Exercise task: Express all of the material below as a two-column CSV with the headers input and output. Give one row per block, with the block's text under input and its answer under output, each in one quoted field with line breaks replaced by spaces, and leave out the pictures.

Provided records:
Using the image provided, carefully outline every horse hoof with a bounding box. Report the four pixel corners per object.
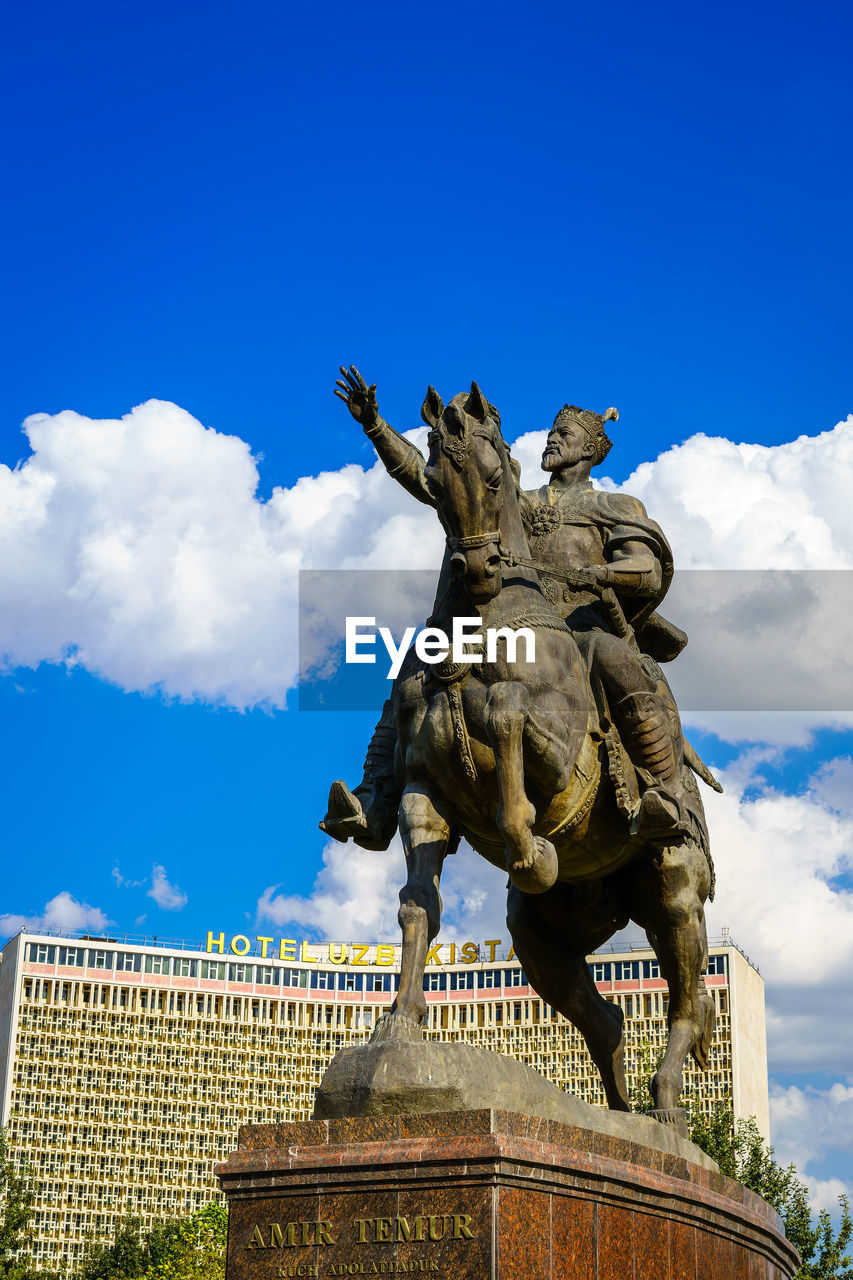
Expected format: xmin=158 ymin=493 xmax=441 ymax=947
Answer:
xmin=506 ymin=836 xmax=560 ymax=893
xmin=648 ymin=1107 xmax=689 ymax=1138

The reply:
input,output
"Using the image provided, carefully outline every horse hoof with a bounding box. Report the four pixel corners per object. Expected format: xmin=158 ymin=493 xmax=441 ymax=947 Answer:","xmin=506 ymin=836 xmax=560 ymax=893 xmin=648 ymin=1107 xmax=689 ymax=1138"